- Excerpted data -
· · ·

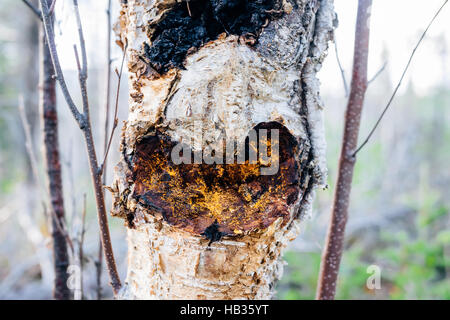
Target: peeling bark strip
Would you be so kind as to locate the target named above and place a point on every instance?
(190, 24)
(53, 165)
(200, 231)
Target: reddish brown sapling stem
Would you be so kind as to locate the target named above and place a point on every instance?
(332, 253)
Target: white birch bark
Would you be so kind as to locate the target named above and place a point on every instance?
(230, 87)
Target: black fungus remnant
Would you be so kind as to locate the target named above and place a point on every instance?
(190, 24)
(212, 233)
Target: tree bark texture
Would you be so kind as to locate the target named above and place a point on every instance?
(53, 166)
(334, 243)
(195, 232)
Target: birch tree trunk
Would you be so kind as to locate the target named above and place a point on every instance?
(203, 73)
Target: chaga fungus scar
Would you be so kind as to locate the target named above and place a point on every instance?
(216, 200)
(190, 24)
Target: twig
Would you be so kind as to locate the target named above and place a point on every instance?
(116, 108)
(375, 76)
(80, 246)
(99, 262)
(83, 121)
(50, 35)
(332, 252)
(32, 156)
(399, 82)
(53, 164)
(344, 81)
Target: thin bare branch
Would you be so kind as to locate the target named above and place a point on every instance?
(400, 81)
(332, 252)
(344, 81)
(99, 261)
(375, 76)
(50, 36)
(80, 246)
(34, 167)
(116, 108)
(85, 125)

· · ·

- What you should do -
Could you reproduce everything from the line containing "Target: twig" down to the end of the data, request lines included, with each point coordinate multiplied by 1.45 and rounded to a whole number (halves rounded up)?

- Answer to the task -
Target: twig
Would you be so kind as to locate the target named above and place a point on every instance?
(168, 157)
(544, 110)
(116, 357)
(144, 380)
(120, 175)
(73, 51)
(481, 365)
(46, 226)
(579, 119)
(77, 238)
(499, 117)
Target: thin bare branch
Would you be so kind as to locate the target named above and place a point on every instance?
(580, 117)
(481, 365)
(499, 117)
(144, 378)
(544, 110)
(73, 52)
(116, 357)
(49, 242)
(168, 157)
(123, 181)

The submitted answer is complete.